What you are asked to do:
The answer required is how many lines of the following entries contain the word "target", with no other words.

Input data:
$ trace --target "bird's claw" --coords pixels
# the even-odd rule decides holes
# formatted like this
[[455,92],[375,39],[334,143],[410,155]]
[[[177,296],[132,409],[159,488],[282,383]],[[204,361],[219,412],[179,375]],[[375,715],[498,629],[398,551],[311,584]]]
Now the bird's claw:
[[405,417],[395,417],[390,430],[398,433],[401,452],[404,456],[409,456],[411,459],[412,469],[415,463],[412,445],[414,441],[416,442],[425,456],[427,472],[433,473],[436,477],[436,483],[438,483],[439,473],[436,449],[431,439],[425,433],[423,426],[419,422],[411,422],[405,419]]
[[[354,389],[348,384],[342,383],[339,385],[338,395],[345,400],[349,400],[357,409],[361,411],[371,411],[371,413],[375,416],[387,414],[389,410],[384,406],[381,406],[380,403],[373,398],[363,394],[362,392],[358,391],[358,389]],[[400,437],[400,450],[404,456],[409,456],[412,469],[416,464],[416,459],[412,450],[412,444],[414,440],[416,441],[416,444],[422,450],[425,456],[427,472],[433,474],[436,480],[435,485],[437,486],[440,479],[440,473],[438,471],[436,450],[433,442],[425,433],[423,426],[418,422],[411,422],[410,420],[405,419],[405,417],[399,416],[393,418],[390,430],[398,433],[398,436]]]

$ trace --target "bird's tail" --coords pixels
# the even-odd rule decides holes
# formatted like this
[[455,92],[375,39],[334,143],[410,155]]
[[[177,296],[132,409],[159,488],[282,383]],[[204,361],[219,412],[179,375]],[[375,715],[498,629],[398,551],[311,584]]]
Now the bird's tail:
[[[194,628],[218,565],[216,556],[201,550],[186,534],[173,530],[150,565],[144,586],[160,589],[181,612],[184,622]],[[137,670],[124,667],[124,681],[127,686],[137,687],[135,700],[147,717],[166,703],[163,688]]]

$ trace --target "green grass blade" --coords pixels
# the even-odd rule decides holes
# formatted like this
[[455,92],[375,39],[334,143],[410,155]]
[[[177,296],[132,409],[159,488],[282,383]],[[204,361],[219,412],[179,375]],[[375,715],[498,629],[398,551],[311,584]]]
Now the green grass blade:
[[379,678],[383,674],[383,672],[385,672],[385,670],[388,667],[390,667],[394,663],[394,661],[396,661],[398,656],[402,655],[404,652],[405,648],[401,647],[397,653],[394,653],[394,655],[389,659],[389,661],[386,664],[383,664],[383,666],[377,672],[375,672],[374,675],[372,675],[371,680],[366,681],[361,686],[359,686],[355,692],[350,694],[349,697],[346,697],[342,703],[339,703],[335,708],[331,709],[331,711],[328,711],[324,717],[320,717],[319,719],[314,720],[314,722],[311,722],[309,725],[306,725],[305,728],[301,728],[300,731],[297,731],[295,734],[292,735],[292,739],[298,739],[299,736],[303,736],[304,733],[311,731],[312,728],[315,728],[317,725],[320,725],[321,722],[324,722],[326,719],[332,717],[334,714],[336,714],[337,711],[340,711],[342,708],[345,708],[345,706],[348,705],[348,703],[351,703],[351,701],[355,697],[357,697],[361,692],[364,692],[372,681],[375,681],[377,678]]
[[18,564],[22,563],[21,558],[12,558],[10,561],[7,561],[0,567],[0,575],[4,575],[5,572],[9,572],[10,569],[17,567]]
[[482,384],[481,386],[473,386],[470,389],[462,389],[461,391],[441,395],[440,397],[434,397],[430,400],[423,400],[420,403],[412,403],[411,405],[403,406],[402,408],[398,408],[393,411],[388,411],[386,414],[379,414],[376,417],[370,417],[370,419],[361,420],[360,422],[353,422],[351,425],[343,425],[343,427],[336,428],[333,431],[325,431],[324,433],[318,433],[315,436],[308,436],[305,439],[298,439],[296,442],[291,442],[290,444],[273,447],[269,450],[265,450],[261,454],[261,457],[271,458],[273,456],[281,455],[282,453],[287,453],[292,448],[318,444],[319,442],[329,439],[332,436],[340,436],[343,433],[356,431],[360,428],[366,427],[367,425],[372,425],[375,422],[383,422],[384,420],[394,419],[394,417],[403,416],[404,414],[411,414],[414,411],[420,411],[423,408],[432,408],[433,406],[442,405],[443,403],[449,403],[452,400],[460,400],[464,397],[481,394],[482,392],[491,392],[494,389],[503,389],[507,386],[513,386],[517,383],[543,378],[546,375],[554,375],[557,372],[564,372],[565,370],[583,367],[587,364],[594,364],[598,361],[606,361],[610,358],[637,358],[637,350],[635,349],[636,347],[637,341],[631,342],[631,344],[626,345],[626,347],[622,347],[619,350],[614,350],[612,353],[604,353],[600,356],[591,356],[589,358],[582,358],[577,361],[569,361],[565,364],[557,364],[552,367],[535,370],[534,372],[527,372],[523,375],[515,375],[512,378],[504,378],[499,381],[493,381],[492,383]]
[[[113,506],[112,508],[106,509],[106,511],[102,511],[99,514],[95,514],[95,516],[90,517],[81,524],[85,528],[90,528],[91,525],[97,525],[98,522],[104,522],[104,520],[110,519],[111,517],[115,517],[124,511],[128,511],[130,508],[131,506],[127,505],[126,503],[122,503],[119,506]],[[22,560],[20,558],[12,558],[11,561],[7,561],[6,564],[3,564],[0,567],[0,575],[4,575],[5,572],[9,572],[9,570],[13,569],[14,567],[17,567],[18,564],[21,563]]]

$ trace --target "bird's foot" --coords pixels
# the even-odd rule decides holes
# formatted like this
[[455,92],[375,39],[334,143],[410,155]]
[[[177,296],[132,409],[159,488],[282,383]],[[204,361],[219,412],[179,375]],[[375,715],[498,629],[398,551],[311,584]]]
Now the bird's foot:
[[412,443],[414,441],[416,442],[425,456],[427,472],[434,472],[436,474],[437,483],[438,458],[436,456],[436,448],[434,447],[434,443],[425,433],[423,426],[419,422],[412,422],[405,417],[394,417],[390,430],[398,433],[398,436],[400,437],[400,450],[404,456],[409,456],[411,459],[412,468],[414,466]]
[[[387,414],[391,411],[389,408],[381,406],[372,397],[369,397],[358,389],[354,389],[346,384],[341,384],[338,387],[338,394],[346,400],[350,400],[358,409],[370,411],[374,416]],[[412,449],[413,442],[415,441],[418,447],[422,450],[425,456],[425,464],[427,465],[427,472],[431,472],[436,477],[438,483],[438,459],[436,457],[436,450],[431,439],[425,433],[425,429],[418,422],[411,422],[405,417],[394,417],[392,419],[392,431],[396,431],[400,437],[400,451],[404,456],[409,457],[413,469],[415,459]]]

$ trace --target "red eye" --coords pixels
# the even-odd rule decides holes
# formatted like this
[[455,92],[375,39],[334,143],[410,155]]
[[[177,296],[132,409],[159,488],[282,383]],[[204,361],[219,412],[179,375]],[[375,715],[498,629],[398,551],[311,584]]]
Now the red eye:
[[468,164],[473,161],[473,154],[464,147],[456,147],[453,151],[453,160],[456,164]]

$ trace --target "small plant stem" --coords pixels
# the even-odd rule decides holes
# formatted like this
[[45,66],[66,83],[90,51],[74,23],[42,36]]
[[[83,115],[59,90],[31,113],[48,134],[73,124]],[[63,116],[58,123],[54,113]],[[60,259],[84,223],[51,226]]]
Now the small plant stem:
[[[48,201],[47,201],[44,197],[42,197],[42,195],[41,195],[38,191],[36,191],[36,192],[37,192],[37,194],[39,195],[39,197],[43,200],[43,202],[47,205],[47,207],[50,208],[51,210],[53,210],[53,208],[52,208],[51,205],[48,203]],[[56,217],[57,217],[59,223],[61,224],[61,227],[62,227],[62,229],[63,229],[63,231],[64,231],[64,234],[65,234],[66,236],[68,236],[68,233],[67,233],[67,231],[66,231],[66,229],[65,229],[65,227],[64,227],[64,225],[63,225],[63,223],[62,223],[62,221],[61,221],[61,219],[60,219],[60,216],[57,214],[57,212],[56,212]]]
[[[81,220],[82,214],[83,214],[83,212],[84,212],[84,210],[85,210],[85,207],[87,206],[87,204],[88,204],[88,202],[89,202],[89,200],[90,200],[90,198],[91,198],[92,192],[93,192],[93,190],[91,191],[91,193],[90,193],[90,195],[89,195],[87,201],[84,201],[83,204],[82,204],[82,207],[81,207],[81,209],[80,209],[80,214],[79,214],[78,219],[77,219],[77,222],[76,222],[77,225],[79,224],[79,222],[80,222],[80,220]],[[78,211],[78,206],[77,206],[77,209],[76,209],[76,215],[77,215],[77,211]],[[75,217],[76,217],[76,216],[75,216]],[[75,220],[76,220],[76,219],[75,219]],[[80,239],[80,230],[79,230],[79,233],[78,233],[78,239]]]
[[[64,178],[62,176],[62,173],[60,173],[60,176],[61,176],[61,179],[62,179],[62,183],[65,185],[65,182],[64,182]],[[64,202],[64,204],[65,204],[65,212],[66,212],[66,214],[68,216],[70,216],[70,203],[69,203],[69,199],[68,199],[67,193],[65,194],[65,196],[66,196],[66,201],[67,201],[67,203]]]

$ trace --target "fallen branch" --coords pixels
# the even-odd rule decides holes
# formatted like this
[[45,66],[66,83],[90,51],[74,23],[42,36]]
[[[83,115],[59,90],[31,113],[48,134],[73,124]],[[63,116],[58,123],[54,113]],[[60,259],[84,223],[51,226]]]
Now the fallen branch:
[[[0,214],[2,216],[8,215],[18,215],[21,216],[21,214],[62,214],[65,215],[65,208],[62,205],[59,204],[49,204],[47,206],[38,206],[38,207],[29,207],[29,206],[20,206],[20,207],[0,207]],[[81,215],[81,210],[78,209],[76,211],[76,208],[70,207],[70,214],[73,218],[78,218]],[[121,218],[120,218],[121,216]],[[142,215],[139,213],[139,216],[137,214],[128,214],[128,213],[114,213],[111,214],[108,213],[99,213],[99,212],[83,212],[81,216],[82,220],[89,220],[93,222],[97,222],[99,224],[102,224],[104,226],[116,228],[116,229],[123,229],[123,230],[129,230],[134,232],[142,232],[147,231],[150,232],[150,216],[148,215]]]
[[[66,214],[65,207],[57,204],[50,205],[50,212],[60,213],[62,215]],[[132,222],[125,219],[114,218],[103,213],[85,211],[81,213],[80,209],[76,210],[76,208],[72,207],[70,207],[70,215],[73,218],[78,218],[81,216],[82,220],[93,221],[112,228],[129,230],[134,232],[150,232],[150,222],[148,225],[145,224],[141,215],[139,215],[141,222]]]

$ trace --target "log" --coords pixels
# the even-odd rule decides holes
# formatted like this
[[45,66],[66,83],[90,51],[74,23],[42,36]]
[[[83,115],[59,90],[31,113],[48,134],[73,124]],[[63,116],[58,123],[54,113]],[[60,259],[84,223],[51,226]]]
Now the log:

Exercise solution:
8